Worcestershire Journal - On simplicity and complexity
by Karl - November 25, 2008 10:22am
Whenever we got to talking about computers or the Internet, my father liked to remind me that, when he was a kid, radio didn’t exist. We got him a cell phone that he never used. One of his last purchases before he died a couple of years ago was an LCD TV. He bought it not for the improved picture quality, but because he could get the sound loud enough so that he could hear it without using up his hearing aid batteries.
He was a clever guy, Huck was. He built lots of interesting things from houses to boats to log splitters and stuff in between. The simplicity of the stuff that he build belies the amount of work and thought, what he called pondering, to make it simple.
Sometimes, necessity trumped subtlety. He needed to do some welding inside the camp. The welding machine was in the parking area by the boathouse and there was no easy way to bring it close enough so he could use the regular cables. He didn’t have (and didn’t want to buy) extra-long cables. So, he found some barbed wire from the old fence that marked the back boundary of the camp, hooked it up, and went to work. The barbed wire glowed red-hot, but he got the work done. Some 60 years later, you can still see the scorch marks on the window sill where the barbed wire came into the camp.

**YOUR GOAL:**
Extract the passage from the essay on simplicity and complexity, starting at "He was a clever" and ending at "into the camp.". Rely on the essay and nothing else.

**GIVEN INFORMATION:**
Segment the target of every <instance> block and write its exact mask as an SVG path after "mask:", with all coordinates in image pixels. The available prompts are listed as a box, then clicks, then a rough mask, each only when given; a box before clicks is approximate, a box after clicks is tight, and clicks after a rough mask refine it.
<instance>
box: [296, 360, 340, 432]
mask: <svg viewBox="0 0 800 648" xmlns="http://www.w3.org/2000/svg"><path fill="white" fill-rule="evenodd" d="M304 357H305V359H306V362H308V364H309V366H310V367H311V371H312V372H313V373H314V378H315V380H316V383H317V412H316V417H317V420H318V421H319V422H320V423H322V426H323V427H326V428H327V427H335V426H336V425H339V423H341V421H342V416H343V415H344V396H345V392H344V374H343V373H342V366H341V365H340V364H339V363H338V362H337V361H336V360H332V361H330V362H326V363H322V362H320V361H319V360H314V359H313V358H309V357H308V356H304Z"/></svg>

**SOLVED PROBLEM:**
He was a clever guy, Huck was. He built lots of interesting things from houses to boats to log splitters and stuff in between. The simplicity of the stuff that he build belies the amount of work and thought, what he called pondering, to make it simple.
Sometimes, necessity trumped subtlety. He needed to do some welding inside the camp. The welding machine was in the parking area by the boathouse and there was no easy way to bring it close enough so he could use the regular cables. He didn’t have (and didn’t want to buy) extra-long cables. So, he found some barbed wire from the old fence that marked the back boundary of the camp, hooked it up, and went to work. The barbed wire glowed red-hot, but he got the work done. Some 60 years later, you can still see the scorch marks on the window sill where the barbed wire came into the camp.